**ТЕКСТ ДЛЯ ЧТЕНИЯ:**
Литературные беседы. Книга первая ("Звено": 1923-1926) - Страница 15
ОБ М.КУЗМИНЕ
Первые вещи Кузмина появились лет восемнадцать назад. Встречены они были крайне холодно и насмешливо. Только близкие к издательству «Скорпион» и к «Весам» круги отнеслись к Кузмину внимательно.
Теперь положение резко изменилось. Кузмин почти единогласно признан большим поэтом.
И то и другое — смешные и трудно объяснимые крайности. Но последняя едва ли не хуже первой.
Кузмин есть плоть от плоти литературно-богемного Петербурга периода 1905-1914, дитя предвоенных и предреволюционных лет. Недаром для тех, кто помнит художественную жизнь того времени, его имя еще полно очарования. Что это была за жизнь? Были ли это годы высокого напряжения человеческого духа? Оставят ли они какой-либо след в искусстве?

**ЧТО НУЖНО СДЕЛАТЬ:**
**a.** Определите, соответствуют ли тексту о Кузмине следующие утверждения, и для каждого ответьте «да» или «нет», приведя решающие слова текста дословно в кавычках.
(i) Первые вещи Кузмина были встречены тепло.
(ii) Сейчас Кузмин почти единогласно признан большим поэтом.
(iii) Автор считает нынешнюю крайность лучше прежней.
**b.** Ответьте по тексту о Кузмине на вопросы:
(i) Сколько лет назад появились первые вещи Кузмина?
(ii) Какие круги отнеслись к Кузмину внимательно?
(iii) Какие годы охватывает период литературно-богемного Петербурга, о котором говорится в тексте?
**c.** Продолжите текст о Кузмине, начав сразу после его последнего предложения.

**НАБОР ДАННЫХ:**
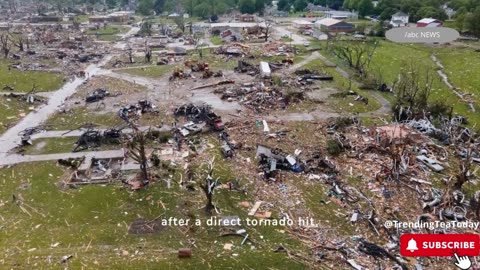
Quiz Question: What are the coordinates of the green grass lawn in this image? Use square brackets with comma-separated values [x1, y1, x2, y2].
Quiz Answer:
[0, 96, 31, 134]
[370, 41, 480, 122]
[87, 25, 129, 41]
[0, 144, 305, 269]
[75, 15, 90, 23]
[318, 41, 480, 122]
[301, 59, 380, 113]
[435, 48, 480, 101]
[45, 106, 125, 130]
[0, 59, 64, 92]
[210, 36, 223, 45]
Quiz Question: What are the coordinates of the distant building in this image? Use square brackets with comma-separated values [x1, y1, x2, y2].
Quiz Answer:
[107, 11, 130, 23]
[325, 10, 358, 20]
[315, 18, 355, 33]
[312, 30, 328, 40]
[240, 14, 255, 22]
[390, 11, 409, 27]
[442, 4, 457, 19]
[306, 3, 330, 12]
[88, 11, 131, 24]
[88, 15, 108, 23]
[293, 20, 313, 30]
[29, 16, 63, 23]
[210, 22, 266, 32]
[417, 18, 443, 27]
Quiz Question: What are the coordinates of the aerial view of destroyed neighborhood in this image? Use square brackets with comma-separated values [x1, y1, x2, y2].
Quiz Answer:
[0, 0, 480, 270]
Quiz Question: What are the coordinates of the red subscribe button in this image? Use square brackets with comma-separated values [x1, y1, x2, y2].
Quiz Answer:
[400, 234, 480, 257]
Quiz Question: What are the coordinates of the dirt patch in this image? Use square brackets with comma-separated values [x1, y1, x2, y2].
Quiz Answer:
[128, 219, 165, 234]
[35, 142, 47, 150]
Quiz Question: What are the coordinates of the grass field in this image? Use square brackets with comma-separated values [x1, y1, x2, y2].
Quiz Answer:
[370, 42, 480, 122]
[317, 41, 480, 122]
[0, 59, 64, 92]
[210, 36, 223, 45]
[302, 59, 380, 113]
[0, 96, 30, 134]
[44, 106, 124, 130]
[116, 65, 175, 78]
[435, 48, 480, 101]
[0, 138, 305, 269]
[87, 25, 129, 41]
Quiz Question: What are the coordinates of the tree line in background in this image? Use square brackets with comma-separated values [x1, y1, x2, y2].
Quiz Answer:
[37, 0, 480, 37]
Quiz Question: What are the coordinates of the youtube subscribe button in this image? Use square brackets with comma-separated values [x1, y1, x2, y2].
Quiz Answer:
[400, 234, 480, 257]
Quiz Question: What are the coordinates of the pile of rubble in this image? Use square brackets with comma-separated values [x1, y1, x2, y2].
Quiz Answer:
[118, 100, 159, 124]
[215, 43, 251, 57]
[214, 83, 305, 113]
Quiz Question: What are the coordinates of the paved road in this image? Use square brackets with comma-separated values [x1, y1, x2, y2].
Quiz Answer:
[274, 26, 308, 45]
[0, 149, 124, 166]
[0, 56, 111, 159]
[0, 31, 390, 166]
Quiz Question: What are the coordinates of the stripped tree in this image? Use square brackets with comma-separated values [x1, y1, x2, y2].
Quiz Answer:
[200, 158, 219, 214]
[0, 33, 11, 58]
[328, 39, 378, 78]
[125, 127, 149, 185]
[392, 61, 435, 120]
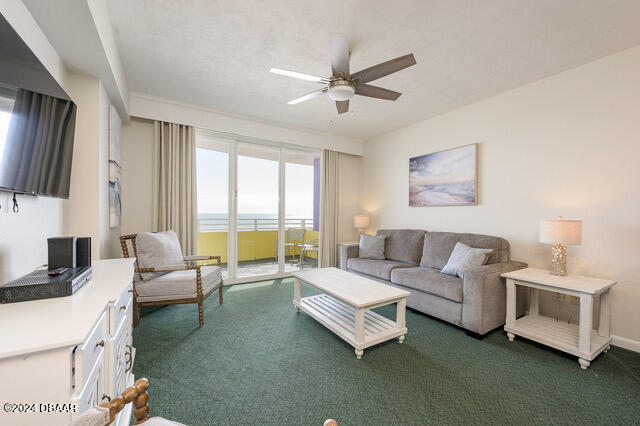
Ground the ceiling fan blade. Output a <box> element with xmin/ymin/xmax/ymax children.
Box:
<box><xmin>336</xmin><ymin>101</ymin><xmax>349</xmax><ymax>114</ymax></box>
<box><xmin>287</xmin><ymin>87</ymin><xmax>329</xmax><ymax>105</ymax></box>
<box><xmin>331</xmin><ymin>34</ymin><xmax>349</xmax><ymax>78</ymax></box>
<box><xmin>269</xmin><ymin>68</ymin><xmax>330</xmax><ymax>83</ymax></box>
<box><xmin>356</xmin><ymin>84</ymin><xmax>402</xmax><ymax>101</ymax></box>
<box><xmin>351</xmin><ymin>53</ymin><xmax>416</xmax><ymax>83</ymax></box>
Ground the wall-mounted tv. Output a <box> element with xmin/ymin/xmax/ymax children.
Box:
<box><xmin>0</xmin><ymin>15</ymin><xmax>76</xmax><ymax>198</ymax></box>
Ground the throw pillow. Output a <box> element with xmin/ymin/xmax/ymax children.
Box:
<box><xmin>440</xmin><ymin>243</ymin><xmax>493</xmax><ymax>278</ymax></box>
<box><xmin>136</xmin><ymin>230</ymin><xmax>184</xmax><ymax>281</ymax></box>
<box><xmin>358</xmin><ymin>234</ymin><xmax>386</xmax><ymax>260</ymax></box>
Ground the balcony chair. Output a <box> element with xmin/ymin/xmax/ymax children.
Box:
<box><xmin>284</xmin><ymin>228</ymin><xmax>306</xmax><ymax>263</ymax></box>
<box><xmin>300</xmin><ymin>238</ymin><xmax>320</xmax><ymax>271</ymax></box>
<box><xmin>120</xmin><ymin>231</ymin><xmax>222</xmax><ymax>327</ymax></box>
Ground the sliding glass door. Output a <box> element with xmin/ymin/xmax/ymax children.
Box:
<box><xmin>196</xmin><ymin>133</ymin><xmax>230</xmax><ymax>279</ymax></box>
<box><xmin>196</xmin><ymin>131</ymin><xmax>320</xmax><ymax>283</ymax></box>
<box><xmin>282</xmin><ymin>149</ymin><xmax>320</xmax><ymax>271</ymax></box>
<box><xmin>236</xmin><ymin>143</ymin><xmax>280</xmax><ymax>278</ymax></box>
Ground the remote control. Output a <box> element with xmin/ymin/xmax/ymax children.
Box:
<box><xmin>48</xmin><ymin>268</ymin><xmax>67</xmax><ymax>277</ymax></box>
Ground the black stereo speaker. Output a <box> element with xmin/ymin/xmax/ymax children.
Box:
<box><xmin>47</xmin><ymin>237</ymin><xmax>77</xmax><ymax>270</ymax></box>
<box><xmin>76</xmin><ymin>237</ymin><xmax>91</xmax><ymax>268</ymax></box>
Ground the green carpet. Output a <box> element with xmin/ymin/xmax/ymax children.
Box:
<box><xmin>134</xmin><ymin>279</ymin><xmax>640</xmax><ymax>426</ymax></box>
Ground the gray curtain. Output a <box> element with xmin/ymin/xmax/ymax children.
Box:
<box><xmin>153</xmin><ymin>121</ymin><xmax>198</xmax><ymax>256</ymax></box>
<box><xmin>320</xmin><ymin>149</ymin><xmax>339</xmax><ymax>267</ymax></box>
<box><xmin>0</xmin><ymin>89</ymin><xmax>76</xmax><ymax>198</ymax></box>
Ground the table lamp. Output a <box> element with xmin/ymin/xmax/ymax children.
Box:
<box><xmin>353</xmin><ymin>214</ymin><xmax>369</xmax><ymax>234</ymax></box>
<box><xmin>539</xmin><ymin>216</ymin><xmax>582</xmax><ymax>276</ymax></box>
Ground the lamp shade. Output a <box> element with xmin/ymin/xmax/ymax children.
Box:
<box><xmin>539</xmin><ymin>216</ymin><xmax>582</xmax><ymax>245</ymax></box>
<box><xmin>353</xmin><ymin>214</ymin><xmax>369</xmax><ymax>229</ymax></box>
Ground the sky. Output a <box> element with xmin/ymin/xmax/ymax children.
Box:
<box><xmin>196</xmin><ymin>148</ymin><xmax>313</xmax><ymax>218</ymax></box>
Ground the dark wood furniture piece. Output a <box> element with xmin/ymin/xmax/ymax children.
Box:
<box><xmin>120</xmin><ymin>234</ymin><xmax>223</xmax><ymax>327</ymax></box>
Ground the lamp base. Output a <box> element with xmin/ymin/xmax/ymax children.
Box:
<box><xmin>551</xmin><ymin>244</ymin><xmax>567</xmax><ymax>277</ymax></box>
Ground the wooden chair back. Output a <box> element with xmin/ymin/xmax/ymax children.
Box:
<box><xmin>120</xmin><ymin>234</ymin><xmax>138</xmax><ymax>258</ymax></box>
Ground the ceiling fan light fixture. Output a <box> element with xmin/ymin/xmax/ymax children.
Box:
<box><xmin>329</xmin><ymin>80</ymin><xmax>356</xmax><ymax>101</ymax></box>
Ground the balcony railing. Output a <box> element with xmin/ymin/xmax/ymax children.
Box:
<box><xmin>198</xmin><ymin>217</ymin><xmax>313</xmax><ymax>232</ymax></box>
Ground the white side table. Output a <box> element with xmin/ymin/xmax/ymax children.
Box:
<box><xmin>502</xmin><ymin>268</ymin><xmax>616</xmax><ymax>370</ymax></box>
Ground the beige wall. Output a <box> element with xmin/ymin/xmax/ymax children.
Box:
<box><xmin>122</xmin><ymin>118</ymin><xmax>362</xmax><ymax>245</ymax></box>
<box><xmin>64</xmin><ymin>74</ymin><xmax>121</xmax><ymax>259</ymax></box>
<box><xmin>122</xmin><ymin>118</ymin><xmax>153</xmax><ymax>234</ymax></box>
<box><xmin>338</xmin><ymin>154</ymin><xmax>363</xmax><ymax>242</ymax></box>
<box><xmin>361</xmin><ymin>47</ymin><xmax>640</xmax><ymax>342</ymax></box>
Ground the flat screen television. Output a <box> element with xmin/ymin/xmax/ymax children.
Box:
<box><xmin>0</xmin><ymin>15</ymin><xmax>76</xmax><ymax>198</ymax></box>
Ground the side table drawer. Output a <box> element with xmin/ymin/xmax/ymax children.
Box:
<box><xmin>109</xmin><ymin>282</ymin><xmax>133</xmax><ymax>336</ymax></box>
<box><xmin>73</xmin><ymin>311</ymin><xmax>107</xmax><ymax>392</ymax></box>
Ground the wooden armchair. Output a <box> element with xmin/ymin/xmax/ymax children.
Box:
<box><xmin>71</xmin><ymin>378</ymin><xmax>184</xmax><ymax>426</ymax></box>
<box><xmin>120</xmin><ymin>234</ymin><xmax>222</xmax><ymax>327</ymax></box>
<box><xmin>71</xmin><ymin>378</ymin><xmax>338</xmax><ymax>426</ymax></box>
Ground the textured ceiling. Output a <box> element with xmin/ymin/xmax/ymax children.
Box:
<box><xmin>108</xmin><ymin>0</ymin><xmax>640</xmax><ymax>139</ymax></box>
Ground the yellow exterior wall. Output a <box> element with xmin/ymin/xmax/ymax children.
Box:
<box><xmin>198</xmin><ymin>231</ymin><xmax>319</xmax><ymax>263</ymax></box>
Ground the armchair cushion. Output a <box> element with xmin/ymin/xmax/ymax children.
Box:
<box><xmin>136</xmin><ymin>230</ymin><xmax>184</xmax><ymax>281</ymax></box>
<box><xmin>136</xmin><ymin>266</ymin><xmax>222</xmax><ymax>302</ymax></box>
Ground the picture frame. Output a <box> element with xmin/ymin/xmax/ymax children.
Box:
<box><xmin>409</xmin><ymin>143</ymin><xmax>478</xmax><ymax>207</ymax></box>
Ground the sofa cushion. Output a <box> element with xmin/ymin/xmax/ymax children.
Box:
<box><xmin>391</xmin><ymin>267</ymin><xmax>462</xmax><ymax>302</ymax></box>
<box><xmin>378</xmin><ymin>229</ymin><xmax>424</xmax><ymax>266</ymax></box>
<box><xmin>440</xmin><ymin>243</ymin><xmax>493</xmax><ymax>278</ymax></box>
<box><xmin>358</xmin><ymin>234</ymin><xmax>385</xmax><ymax>260</ymax></box>
<box><xmin>347</xmin><ymin>257</ymin><xmax>413</xmax><ymax>281</ymax></box>
<box><xmin>420</xmin><ymin>232</ymin><xmax>509</xmax><ymax>269</ymax></box>
<box><xmin>135</xmin><ymin>266</ymin><xmax>222</xmax><ymax>302</ymax></box>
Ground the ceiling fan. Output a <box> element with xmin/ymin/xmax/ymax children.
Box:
<box><xmin>270</xmin><ymin>34</ymin><xmax>416</xmax><ymax>114</ymax></box>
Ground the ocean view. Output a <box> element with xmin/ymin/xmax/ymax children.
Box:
<box><xmin>198</xmin><ymin>213</ymin><xmax>313</xmax><ymax>232</ymax></box>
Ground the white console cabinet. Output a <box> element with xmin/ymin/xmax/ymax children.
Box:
<box><xmin>0</xmin><ymin>259</ymin><xmax>135</xmax><ymax>425</ymax></box>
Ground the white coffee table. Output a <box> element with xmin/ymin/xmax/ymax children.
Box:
<box><xmin>293</xmin><ymin>268</ymin><xmax>410</xmax><ymax>359</ymax></box>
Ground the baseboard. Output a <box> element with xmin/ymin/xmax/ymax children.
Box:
<box><xmin>611</xmin><ymin>335</ymin><xmax>640</xmax><ymax>352</ymax></box>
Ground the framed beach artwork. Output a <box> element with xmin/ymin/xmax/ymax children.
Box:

**ОТВЕТЫ:**
**a.**
(i) Нет: «Встречены они были крайне холодно и насмешливо.»
(ii) Да: «Кузмин почти единогласно признан большим поэтом.»
(iii) Нет: «Но последняя едва ли не хуже первой.»

**b.**
(i) Лет восемнадцать назад.
(ii) Круги, близкие к издательству «Скорпион» и к «Весам».
(iii) 1905–1914.

**c.**
Не думаю. Но была в эти тревожные годы особая радость жизни, какое-то смутное предчувствие близких бед и крушений. Оттого все торопились жить, все были ветрены и романтичны. Мир казался особенно дорогим и прекрасным, потому что ежеминутно боялись потерять его.
Я не подделываю историю. Об этих предчувствиях писал очень давно сам Кузмин в предисловии к первой книге Ахматовой, и его слова напоминают то, что говорил Талейран о жизни в Париже накануне 89 года.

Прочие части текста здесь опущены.